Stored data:
______
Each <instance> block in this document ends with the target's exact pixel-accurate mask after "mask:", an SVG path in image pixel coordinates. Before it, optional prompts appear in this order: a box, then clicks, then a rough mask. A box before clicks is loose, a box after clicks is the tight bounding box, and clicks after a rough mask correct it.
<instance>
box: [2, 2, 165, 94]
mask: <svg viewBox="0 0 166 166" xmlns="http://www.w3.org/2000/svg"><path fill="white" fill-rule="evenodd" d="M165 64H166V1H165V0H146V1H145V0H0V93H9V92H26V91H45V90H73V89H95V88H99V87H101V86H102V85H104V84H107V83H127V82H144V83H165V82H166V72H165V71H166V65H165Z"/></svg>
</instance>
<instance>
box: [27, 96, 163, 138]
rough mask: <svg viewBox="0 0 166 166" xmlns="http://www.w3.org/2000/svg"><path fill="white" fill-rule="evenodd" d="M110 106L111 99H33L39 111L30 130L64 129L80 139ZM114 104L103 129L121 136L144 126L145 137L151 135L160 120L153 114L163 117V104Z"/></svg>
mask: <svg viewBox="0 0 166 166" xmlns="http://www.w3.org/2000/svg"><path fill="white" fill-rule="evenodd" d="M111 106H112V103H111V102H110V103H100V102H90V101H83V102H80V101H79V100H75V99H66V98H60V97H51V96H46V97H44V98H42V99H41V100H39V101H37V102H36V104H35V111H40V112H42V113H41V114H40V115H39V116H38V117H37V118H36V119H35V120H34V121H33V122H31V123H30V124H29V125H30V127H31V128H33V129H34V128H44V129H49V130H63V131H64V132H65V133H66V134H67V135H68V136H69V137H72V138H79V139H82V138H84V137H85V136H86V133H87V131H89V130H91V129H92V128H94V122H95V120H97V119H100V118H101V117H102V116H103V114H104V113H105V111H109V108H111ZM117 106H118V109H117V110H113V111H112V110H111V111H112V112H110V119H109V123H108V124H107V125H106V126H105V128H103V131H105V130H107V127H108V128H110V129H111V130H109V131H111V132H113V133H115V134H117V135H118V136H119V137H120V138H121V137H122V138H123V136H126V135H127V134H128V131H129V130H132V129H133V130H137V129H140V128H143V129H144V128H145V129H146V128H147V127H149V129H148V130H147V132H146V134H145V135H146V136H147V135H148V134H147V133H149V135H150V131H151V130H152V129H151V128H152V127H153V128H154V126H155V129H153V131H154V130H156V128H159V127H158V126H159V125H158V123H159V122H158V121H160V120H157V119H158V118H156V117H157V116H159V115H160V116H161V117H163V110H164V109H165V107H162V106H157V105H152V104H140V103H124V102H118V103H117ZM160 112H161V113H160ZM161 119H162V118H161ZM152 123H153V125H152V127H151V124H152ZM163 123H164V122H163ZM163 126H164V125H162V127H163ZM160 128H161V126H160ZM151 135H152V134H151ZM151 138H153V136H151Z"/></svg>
______
**WHAT IS EXPECTED:** Each line above with the string "instance" in it should be located and copied.

**SOLVED EXERCISE:**
Each <instance> block in this document ends with the target's exact pixel-accurate mask after "mask:", an SVG path in image pixel coordinates. Before it, optional prompts appear in this order: a box, then clicks, then a rough mask. A box before clicks is loose, a box after clicks is the tight bounding box, and clicks after a rough mask correct it.
<instance>
</instance>
<instance>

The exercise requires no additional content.